BRIEF:
Return exactly the span of lines that opens with the line containing "Objective — for every instance of the small" and closes with the last line of the data, inclusive.
▬▬▬▬▬▬
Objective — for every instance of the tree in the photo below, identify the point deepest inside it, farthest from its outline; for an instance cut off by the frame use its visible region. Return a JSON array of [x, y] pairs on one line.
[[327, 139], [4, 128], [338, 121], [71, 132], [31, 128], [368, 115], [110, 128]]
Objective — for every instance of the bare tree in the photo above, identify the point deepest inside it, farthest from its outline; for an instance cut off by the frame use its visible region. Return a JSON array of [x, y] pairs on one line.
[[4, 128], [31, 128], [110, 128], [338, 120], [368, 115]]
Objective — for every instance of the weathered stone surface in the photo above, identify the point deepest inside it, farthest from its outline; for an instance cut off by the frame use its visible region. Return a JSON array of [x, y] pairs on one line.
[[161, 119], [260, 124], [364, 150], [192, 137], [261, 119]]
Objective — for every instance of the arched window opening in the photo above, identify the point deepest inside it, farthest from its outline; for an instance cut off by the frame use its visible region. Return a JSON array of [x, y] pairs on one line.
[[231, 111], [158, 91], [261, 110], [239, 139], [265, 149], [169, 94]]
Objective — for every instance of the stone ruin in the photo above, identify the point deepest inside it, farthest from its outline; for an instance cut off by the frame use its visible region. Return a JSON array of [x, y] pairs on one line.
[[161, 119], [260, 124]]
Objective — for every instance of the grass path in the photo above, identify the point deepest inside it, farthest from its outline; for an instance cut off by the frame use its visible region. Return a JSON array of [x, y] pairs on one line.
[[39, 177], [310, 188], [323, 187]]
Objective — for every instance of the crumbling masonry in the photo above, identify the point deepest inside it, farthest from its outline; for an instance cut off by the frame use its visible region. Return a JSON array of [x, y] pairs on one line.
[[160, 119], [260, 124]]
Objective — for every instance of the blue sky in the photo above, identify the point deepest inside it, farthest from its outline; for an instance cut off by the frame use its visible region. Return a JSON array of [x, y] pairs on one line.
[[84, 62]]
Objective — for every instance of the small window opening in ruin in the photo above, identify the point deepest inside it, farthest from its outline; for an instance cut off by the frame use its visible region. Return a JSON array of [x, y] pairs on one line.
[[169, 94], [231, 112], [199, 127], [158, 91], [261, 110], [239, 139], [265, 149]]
▬▬▬▬▬▬
SOLUTION FOR THIS TASK:
Objective — for every instance of the small window opening in ruin in the photo above, identify the point deepest inside it, farthest from its outline; for an instance cut off by the frame use its visible region. Return a JSON array of [x, y] pairs on one line.
[[169, 94], [231, 112], [199, 127], [158, 91], [261, 110], [239, 139], [265, 149]]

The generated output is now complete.